**Material supplied**
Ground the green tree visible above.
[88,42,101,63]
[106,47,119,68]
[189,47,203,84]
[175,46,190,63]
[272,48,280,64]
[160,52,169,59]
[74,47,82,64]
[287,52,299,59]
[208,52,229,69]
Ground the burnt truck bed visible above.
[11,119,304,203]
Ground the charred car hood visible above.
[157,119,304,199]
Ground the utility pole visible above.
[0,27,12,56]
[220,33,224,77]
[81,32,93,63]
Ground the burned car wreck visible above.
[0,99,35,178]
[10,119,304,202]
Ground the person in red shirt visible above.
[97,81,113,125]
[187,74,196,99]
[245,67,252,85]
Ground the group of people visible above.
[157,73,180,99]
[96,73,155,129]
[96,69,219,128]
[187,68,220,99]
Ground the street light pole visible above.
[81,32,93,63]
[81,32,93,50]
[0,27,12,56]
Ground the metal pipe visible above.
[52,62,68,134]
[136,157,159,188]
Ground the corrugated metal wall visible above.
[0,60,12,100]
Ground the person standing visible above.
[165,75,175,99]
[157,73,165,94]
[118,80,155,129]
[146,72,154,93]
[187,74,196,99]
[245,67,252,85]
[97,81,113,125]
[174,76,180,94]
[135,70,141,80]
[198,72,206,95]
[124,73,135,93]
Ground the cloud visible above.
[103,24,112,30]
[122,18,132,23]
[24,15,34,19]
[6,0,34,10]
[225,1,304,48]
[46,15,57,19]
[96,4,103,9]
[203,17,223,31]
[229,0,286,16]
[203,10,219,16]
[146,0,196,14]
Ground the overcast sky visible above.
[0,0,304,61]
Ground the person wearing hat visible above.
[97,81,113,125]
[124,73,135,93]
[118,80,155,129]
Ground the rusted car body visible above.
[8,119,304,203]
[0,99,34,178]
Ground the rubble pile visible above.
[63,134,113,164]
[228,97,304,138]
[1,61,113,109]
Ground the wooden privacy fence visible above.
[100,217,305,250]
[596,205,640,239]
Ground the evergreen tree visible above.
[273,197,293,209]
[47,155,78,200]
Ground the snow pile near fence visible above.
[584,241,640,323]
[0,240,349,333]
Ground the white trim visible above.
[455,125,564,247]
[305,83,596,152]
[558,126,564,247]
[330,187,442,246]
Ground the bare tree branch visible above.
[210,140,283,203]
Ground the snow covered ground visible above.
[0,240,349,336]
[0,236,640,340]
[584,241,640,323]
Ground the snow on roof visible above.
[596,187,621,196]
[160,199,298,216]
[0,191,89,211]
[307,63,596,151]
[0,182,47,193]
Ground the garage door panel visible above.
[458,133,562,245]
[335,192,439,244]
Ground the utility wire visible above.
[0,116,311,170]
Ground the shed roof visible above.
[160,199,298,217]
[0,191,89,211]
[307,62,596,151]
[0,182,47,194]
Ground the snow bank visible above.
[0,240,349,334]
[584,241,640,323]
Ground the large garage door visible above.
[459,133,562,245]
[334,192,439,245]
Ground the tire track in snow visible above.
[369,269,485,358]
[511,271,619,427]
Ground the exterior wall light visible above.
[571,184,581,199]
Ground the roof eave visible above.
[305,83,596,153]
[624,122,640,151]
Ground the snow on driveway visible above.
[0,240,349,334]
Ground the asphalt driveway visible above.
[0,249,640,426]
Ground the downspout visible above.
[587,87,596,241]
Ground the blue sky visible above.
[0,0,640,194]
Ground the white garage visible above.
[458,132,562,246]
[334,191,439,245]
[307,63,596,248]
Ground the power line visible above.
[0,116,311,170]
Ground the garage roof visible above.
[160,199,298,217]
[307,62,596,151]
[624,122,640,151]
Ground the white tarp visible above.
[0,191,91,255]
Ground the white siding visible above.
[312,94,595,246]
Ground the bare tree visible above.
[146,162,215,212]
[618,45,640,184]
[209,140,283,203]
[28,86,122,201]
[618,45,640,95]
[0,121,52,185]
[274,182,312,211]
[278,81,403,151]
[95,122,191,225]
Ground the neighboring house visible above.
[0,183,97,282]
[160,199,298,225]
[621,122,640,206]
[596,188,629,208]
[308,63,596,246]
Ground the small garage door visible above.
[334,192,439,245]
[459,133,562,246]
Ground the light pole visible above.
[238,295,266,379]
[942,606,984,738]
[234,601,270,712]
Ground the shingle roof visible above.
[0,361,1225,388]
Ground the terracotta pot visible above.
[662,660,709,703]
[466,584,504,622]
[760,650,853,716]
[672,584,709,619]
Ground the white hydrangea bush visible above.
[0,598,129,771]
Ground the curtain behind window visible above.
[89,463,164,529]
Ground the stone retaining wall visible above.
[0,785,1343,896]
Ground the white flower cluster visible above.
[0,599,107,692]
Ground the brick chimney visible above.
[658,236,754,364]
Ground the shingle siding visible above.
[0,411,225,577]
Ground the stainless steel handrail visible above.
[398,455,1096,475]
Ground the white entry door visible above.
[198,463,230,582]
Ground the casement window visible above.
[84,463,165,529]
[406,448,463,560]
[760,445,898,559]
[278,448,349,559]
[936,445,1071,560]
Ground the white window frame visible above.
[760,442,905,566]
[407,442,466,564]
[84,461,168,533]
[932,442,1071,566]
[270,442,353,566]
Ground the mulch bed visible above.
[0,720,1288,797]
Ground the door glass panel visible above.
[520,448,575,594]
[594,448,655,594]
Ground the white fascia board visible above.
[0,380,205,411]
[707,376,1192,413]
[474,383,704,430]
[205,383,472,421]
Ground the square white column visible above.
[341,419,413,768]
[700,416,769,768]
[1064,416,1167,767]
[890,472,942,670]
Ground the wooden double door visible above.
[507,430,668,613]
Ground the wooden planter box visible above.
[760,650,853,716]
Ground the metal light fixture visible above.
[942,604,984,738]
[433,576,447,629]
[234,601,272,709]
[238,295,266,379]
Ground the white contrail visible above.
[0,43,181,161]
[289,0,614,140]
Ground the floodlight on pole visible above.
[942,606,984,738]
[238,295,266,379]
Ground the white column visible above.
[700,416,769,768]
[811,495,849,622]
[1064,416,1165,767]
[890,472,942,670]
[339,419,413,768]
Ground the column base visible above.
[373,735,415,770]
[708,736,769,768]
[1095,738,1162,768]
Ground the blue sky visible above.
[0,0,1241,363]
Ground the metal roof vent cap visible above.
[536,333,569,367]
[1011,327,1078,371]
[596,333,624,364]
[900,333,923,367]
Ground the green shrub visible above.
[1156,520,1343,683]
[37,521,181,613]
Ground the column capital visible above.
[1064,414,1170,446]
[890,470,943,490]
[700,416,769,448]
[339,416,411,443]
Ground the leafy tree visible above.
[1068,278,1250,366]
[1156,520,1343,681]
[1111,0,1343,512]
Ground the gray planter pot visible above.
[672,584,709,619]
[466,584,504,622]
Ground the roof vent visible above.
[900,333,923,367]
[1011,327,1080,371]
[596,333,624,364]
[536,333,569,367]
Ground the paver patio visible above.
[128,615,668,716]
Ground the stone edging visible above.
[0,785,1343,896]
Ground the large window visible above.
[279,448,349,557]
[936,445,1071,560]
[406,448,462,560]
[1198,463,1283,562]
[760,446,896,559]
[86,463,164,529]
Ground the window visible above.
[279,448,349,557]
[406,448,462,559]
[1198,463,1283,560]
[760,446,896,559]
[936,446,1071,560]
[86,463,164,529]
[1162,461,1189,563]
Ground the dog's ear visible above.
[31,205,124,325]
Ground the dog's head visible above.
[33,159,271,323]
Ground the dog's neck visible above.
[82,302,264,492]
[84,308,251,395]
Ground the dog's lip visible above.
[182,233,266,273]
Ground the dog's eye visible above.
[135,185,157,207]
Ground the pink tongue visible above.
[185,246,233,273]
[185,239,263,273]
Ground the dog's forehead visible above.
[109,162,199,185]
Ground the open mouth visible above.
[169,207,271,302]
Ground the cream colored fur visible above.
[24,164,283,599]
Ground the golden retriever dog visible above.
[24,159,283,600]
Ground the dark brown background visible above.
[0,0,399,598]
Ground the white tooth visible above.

**Directions**
Recast the material above as a numbered list, leaving out any blank lines. Begin at the line that contains "Ground the golden" and continue through the end of the material.

**Result of this exercise**
1. Ground the golden retriever dog visible above.
2. [24,159,283,600]
3. Ground the dark brown background visible above.
4. [0,0,399,598]
5. Ground the white tooth visible above.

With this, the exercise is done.